_Exercise objective_. Copy the listing starting with its first line and continuing through the line containing "box: [209, 374, 306, 411]", swapping "positive clicks" for "foreground clicks" and leaving everything else unchanged.

_Data extract_.
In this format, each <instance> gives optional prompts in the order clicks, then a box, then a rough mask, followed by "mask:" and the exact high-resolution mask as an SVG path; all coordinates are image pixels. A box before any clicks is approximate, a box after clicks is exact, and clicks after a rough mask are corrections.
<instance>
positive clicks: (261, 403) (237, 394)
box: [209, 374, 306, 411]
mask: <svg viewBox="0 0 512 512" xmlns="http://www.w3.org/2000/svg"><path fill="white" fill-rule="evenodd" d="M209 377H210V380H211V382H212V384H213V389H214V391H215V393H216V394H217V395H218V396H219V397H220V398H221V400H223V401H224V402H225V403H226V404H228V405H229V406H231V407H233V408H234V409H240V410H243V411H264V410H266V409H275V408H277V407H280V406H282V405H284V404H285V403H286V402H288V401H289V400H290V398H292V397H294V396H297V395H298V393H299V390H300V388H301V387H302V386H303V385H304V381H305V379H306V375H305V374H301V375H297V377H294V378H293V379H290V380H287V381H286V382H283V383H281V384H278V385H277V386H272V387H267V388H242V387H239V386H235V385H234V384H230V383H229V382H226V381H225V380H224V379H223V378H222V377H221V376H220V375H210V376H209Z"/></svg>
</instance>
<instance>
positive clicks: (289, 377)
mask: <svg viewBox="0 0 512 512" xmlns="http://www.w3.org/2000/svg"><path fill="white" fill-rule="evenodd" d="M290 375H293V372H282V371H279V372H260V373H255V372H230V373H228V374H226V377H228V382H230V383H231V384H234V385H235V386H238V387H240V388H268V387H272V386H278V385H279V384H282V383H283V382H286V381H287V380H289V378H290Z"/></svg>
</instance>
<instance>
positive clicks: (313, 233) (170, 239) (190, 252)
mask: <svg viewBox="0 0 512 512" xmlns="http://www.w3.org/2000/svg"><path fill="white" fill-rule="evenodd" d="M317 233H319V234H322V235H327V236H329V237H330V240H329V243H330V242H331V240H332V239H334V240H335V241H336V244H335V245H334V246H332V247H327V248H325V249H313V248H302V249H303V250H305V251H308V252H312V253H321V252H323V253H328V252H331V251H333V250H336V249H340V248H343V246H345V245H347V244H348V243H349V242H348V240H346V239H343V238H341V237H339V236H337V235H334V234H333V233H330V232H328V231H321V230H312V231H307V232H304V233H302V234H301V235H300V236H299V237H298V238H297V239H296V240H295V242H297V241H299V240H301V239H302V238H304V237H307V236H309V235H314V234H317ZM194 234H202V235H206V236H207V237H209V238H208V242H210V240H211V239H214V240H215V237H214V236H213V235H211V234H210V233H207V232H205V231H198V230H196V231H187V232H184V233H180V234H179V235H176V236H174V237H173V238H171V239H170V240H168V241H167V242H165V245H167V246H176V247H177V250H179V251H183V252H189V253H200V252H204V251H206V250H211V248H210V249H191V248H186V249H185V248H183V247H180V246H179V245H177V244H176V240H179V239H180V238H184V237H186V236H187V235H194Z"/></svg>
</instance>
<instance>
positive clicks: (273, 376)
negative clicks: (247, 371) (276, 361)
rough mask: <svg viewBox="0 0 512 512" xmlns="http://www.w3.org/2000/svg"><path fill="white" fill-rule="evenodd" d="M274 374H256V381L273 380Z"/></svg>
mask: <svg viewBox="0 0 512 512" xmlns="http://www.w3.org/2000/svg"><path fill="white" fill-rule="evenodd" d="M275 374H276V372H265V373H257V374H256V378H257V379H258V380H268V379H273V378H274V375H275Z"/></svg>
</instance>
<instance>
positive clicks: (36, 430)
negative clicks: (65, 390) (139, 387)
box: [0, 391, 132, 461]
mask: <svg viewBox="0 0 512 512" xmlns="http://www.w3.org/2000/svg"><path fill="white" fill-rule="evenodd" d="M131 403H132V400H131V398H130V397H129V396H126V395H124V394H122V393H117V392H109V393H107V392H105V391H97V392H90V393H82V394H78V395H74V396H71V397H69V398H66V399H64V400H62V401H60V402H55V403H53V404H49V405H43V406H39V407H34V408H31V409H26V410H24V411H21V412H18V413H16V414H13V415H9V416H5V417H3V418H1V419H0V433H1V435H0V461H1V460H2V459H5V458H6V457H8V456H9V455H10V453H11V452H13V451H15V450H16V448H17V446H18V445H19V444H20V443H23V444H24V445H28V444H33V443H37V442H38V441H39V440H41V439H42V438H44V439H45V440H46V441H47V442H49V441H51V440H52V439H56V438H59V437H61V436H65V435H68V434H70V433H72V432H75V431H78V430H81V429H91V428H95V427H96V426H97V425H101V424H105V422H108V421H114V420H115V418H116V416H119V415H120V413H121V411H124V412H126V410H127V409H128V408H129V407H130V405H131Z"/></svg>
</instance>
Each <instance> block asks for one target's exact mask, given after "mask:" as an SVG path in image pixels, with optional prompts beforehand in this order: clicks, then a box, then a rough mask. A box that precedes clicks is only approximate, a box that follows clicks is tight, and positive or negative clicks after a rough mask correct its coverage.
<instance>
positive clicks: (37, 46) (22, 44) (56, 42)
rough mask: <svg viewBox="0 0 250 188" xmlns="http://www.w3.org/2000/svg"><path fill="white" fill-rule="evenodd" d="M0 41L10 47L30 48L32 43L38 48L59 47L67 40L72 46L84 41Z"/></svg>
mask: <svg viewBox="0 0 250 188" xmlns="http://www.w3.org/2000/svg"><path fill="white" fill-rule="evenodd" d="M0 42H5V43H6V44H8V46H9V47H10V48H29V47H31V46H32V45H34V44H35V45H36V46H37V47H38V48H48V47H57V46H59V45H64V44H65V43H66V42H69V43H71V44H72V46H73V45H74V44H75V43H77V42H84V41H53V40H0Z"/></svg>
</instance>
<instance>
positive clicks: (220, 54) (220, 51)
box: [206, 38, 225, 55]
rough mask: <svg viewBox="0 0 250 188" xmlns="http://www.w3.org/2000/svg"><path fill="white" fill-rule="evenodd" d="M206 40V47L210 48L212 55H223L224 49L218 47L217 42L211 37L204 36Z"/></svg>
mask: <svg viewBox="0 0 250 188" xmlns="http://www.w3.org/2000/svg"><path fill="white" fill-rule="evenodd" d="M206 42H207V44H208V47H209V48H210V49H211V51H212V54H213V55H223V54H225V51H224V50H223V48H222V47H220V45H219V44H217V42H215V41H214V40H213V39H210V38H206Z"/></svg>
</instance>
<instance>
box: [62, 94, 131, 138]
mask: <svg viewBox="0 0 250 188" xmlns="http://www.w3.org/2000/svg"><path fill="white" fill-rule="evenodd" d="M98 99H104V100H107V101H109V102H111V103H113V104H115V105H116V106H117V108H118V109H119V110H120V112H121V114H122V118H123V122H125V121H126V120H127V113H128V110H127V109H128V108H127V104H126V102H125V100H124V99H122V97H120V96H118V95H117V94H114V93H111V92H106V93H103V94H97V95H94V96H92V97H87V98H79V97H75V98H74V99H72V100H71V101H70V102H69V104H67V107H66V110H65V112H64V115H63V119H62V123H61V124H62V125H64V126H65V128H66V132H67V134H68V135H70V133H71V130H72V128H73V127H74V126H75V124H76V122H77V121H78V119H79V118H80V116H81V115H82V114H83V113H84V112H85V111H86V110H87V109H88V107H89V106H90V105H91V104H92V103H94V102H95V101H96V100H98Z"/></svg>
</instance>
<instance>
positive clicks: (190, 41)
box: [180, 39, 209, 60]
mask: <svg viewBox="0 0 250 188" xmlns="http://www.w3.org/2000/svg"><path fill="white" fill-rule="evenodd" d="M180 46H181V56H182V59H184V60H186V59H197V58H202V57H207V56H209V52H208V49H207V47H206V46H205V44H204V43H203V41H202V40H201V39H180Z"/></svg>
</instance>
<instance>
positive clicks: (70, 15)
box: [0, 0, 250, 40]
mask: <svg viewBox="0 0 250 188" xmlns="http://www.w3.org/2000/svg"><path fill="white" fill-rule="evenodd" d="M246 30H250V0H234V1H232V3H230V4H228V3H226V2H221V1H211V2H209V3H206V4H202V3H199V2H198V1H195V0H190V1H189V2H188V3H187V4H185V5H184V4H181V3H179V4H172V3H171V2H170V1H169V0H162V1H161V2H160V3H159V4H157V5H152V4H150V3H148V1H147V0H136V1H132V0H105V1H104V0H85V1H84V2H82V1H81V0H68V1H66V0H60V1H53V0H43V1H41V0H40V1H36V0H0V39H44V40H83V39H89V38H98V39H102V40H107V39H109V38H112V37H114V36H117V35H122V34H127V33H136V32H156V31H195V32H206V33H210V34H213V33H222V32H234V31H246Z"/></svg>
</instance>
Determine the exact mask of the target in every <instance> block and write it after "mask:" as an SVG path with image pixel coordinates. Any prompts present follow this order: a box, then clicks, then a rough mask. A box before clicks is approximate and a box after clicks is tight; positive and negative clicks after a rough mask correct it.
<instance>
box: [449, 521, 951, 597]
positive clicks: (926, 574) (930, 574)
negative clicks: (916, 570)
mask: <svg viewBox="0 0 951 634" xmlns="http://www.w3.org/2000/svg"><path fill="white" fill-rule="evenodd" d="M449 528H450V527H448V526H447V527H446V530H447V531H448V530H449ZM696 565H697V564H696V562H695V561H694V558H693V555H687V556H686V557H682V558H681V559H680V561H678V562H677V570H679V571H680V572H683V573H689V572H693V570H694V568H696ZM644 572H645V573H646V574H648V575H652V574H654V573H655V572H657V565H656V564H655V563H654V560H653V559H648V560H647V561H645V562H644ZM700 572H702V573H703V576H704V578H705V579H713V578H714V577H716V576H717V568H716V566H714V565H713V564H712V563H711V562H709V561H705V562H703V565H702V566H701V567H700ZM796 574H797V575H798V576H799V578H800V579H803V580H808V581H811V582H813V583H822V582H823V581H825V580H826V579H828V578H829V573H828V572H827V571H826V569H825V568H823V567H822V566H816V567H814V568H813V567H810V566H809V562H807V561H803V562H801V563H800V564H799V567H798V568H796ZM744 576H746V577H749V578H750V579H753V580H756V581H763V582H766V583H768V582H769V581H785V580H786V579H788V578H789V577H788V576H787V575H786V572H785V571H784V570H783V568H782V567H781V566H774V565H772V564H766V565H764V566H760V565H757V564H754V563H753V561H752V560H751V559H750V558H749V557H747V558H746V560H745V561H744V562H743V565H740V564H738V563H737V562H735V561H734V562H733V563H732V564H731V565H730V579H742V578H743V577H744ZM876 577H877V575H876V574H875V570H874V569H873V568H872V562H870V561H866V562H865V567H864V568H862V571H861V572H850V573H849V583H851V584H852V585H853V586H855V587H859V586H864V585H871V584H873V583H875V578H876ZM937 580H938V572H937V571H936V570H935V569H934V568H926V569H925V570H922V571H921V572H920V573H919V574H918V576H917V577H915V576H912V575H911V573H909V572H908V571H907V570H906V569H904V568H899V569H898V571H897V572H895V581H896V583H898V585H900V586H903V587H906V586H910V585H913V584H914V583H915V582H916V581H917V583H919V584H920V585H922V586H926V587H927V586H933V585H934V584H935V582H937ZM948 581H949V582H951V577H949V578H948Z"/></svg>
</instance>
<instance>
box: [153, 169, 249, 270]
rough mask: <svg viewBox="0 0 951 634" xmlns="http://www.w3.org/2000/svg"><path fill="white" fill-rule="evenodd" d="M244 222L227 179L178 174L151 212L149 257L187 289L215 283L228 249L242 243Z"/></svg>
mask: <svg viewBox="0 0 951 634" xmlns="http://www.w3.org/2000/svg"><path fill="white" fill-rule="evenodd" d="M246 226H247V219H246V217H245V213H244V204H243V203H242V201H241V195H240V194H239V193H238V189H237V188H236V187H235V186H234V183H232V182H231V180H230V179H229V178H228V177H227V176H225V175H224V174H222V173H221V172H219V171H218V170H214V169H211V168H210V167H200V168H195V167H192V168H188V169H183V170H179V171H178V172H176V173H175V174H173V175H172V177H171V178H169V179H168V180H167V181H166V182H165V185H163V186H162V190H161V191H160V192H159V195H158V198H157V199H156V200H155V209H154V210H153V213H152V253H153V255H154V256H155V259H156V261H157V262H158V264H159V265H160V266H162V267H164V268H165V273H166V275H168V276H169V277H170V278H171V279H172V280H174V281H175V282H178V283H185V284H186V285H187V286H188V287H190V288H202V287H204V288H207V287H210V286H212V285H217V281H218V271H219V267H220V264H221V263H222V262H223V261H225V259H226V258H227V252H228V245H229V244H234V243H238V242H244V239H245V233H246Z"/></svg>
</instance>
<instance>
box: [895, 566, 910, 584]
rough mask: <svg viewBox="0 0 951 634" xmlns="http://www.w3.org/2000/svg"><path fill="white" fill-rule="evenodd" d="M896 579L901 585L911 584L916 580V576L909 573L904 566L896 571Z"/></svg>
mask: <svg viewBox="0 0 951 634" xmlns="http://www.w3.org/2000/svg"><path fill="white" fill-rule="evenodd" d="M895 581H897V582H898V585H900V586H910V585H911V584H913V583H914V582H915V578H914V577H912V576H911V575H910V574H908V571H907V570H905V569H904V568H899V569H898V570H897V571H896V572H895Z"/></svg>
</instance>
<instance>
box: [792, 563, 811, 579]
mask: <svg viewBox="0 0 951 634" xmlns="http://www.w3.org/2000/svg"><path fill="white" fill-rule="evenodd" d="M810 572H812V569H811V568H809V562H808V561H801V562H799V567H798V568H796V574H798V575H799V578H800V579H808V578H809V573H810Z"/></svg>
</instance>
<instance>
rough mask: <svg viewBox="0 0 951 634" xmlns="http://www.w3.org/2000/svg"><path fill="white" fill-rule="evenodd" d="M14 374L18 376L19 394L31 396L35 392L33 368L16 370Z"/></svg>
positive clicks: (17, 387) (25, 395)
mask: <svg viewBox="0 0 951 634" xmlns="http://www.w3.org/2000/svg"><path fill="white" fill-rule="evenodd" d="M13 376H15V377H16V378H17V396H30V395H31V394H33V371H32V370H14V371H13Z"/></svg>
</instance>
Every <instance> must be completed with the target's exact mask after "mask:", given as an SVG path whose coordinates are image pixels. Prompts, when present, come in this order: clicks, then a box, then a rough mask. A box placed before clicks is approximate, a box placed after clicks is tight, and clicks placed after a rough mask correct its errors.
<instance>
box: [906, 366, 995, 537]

_Solution_.
In this format, each <instance> gives optional prompts in the order clicks, then a box, then a rough mask, followed by "mask:" and the exact high-resolution mask as an SVG path; all coordinates are image pixels. A box before any clicks is approximate, a box after clicks is exact, and clicks after a rough mask are corrections.
<instance>
foreground clicks: (261, 403) (237, 394)
box: [209, 374, 306, 411]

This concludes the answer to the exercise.